[START]

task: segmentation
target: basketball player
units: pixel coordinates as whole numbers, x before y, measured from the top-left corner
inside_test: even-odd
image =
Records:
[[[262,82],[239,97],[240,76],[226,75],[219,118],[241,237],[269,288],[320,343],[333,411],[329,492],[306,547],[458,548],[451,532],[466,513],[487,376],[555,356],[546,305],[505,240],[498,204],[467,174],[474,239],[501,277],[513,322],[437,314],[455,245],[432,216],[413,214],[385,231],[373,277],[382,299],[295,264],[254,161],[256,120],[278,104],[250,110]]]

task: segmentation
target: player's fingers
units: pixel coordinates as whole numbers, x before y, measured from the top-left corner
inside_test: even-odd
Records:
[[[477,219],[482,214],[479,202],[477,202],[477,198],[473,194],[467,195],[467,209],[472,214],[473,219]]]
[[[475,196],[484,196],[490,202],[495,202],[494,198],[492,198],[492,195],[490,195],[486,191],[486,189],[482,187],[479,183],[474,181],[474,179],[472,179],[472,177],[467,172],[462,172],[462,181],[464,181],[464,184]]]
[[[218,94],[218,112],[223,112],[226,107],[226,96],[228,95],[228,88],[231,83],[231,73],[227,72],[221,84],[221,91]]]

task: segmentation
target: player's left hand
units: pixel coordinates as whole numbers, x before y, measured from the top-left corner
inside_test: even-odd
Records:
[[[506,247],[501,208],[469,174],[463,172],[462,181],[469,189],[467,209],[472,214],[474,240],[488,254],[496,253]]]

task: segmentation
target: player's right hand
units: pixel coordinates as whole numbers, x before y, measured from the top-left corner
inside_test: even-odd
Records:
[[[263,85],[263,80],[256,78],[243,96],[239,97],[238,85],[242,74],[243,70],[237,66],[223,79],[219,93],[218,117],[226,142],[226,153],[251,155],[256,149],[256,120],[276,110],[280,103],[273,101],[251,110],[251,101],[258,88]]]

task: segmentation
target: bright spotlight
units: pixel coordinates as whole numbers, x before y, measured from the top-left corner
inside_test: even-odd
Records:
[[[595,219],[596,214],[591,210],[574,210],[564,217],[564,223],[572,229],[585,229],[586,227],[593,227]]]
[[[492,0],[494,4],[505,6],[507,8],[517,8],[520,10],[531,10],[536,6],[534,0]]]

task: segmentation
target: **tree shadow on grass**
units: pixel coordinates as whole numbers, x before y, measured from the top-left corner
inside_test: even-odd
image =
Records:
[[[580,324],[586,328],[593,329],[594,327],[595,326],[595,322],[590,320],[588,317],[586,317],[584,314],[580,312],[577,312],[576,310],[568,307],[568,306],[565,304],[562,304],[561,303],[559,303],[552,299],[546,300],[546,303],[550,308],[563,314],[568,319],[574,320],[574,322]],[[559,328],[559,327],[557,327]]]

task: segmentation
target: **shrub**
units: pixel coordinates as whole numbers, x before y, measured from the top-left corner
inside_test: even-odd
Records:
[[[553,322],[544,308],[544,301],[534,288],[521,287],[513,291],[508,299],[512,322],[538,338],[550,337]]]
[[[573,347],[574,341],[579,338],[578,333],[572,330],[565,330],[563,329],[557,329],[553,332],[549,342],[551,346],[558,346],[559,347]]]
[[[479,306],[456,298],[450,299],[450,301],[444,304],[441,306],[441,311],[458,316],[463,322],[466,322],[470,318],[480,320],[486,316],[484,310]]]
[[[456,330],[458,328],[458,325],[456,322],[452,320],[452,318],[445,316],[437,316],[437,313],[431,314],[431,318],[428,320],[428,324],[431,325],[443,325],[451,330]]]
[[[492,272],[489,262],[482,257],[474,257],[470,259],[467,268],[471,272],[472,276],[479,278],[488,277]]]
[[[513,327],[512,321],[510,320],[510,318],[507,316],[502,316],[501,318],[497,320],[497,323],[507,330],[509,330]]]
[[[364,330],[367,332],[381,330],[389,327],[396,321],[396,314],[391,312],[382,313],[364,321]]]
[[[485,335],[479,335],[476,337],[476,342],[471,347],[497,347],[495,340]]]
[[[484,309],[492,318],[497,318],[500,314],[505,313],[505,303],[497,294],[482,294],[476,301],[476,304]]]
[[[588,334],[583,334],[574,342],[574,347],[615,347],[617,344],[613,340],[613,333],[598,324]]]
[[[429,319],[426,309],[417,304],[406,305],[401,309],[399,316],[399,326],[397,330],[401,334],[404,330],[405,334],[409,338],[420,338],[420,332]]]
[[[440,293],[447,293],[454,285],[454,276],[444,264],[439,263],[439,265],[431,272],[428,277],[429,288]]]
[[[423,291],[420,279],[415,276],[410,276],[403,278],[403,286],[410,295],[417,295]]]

[END]
[START]

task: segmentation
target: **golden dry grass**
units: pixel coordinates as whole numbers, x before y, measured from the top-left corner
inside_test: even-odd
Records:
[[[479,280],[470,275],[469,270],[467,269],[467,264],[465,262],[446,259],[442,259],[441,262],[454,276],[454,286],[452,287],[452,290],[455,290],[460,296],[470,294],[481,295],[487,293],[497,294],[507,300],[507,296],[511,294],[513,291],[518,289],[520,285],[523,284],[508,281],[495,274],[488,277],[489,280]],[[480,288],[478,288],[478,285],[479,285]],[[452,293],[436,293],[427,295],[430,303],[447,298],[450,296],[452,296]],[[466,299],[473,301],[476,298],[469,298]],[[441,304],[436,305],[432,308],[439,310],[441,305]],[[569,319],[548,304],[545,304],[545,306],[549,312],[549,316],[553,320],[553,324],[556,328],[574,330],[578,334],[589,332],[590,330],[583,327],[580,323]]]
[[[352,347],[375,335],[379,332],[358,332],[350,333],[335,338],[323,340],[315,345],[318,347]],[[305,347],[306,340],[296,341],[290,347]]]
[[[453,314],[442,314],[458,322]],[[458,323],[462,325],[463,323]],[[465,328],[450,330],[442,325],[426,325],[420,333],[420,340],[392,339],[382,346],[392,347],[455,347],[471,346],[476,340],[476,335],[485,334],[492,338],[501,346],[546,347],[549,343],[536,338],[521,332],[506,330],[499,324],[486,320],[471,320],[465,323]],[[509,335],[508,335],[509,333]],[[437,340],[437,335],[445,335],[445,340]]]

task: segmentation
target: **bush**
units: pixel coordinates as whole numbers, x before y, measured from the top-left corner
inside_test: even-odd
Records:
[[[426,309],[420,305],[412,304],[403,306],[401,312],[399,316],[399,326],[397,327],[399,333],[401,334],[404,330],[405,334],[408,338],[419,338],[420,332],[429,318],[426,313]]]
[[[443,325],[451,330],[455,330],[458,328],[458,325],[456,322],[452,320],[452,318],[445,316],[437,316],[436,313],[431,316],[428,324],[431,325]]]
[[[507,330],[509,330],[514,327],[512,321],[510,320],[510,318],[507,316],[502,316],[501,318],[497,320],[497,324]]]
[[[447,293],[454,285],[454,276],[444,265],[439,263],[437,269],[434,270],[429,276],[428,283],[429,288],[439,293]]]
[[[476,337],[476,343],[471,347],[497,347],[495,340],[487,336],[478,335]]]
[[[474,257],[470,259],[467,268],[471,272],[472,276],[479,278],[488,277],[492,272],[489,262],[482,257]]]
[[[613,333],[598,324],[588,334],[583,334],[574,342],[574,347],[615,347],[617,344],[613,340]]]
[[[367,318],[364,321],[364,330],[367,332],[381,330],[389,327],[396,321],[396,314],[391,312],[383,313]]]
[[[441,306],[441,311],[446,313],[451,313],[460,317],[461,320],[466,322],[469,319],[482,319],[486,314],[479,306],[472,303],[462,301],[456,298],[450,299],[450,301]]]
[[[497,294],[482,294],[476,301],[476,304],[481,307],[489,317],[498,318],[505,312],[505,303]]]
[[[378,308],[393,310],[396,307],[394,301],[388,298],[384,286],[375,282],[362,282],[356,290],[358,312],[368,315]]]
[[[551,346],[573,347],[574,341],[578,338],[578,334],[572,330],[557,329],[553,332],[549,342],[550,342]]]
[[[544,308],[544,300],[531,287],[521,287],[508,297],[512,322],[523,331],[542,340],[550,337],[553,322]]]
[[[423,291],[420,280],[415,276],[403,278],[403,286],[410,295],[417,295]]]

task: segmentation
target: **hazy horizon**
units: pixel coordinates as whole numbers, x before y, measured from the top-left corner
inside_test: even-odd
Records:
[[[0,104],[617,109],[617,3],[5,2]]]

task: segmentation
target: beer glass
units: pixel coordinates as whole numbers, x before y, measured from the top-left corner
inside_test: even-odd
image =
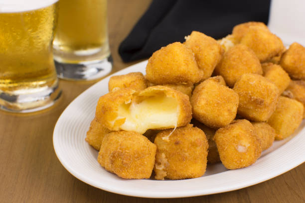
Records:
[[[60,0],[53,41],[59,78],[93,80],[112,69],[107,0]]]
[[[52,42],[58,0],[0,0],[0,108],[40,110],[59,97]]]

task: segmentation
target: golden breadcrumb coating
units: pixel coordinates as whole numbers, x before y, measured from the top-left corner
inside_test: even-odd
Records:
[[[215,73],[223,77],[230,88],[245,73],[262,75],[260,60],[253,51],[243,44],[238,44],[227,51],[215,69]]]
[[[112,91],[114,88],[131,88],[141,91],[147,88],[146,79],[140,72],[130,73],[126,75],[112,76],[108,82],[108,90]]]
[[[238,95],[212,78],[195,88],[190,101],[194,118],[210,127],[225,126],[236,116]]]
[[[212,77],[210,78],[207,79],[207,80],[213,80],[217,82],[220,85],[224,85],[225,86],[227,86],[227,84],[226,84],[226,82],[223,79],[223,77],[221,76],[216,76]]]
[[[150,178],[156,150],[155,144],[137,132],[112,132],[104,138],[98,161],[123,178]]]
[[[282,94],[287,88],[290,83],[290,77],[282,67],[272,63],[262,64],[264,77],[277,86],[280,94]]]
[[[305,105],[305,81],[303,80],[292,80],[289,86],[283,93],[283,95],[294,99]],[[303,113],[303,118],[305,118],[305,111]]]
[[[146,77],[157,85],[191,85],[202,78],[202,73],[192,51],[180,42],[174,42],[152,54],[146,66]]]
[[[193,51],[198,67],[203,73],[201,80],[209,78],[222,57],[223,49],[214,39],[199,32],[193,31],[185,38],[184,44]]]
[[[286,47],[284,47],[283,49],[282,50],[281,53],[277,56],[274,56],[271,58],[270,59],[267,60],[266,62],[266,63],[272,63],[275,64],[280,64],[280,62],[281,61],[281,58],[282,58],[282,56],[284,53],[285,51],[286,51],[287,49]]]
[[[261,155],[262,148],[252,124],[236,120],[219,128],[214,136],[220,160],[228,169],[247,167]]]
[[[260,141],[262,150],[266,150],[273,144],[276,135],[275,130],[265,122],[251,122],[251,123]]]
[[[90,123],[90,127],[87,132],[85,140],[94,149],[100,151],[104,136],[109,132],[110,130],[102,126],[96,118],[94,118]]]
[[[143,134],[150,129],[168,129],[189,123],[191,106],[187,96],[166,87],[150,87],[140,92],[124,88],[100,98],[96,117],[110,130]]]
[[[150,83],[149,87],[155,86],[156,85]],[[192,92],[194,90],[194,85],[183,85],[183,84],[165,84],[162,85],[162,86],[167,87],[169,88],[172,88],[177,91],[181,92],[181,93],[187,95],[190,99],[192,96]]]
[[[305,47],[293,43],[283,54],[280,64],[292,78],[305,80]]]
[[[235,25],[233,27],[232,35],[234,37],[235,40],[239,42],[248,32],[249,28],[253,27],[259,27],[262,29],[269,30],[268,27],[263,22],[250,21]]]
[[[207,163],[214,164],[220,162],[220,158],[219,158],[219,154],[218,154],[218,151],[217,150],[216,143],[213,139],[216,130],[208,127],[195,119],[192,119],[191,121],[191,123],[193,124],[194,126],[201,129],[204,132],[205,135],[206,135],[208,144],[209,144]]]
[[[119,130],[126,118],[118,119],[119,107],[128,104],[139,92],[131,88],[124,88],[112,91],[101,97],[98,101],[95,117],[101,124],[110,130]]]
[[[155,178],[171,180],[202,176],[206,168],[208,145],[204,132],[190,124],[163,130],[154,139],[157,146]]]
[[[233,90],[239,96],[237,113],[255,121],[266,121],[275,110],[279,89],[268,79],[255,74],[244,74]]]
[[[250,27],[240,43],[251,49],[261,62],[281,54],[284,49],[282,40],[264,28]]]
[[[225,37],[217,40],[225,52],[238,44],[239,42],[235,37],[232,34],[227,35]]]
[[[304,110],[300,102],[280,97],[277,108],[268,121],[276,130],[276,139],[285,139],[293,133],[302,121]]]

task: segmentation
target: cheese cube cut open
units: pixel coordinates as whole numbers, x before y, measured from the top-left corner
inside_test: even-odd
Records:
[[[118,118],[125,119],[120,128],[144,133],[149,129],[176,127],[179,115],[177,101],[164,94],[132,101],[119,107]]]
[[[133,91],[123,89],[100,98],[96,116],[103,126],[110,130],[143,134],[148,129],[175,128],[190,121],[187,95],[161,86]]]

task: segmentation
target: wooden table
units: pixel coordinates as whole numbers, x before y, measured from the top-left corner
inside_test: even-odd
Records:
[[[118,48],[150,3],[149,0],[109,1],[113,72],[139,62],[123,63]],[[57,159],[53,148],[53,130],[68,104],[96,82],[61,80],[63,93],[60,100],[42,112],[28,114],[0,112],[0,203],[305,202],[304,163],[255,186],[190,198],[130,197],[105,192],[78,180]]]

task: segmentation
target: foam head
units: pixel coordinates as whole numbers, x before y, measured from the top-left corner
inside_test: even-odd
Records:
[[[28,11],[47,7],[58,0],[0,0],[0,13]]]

[END]

Return each line of the data above that contains the string "player".

Solution for this exercise ▸
target: basketball player
target: player's fingers
target: player's left hand
target: player's right hand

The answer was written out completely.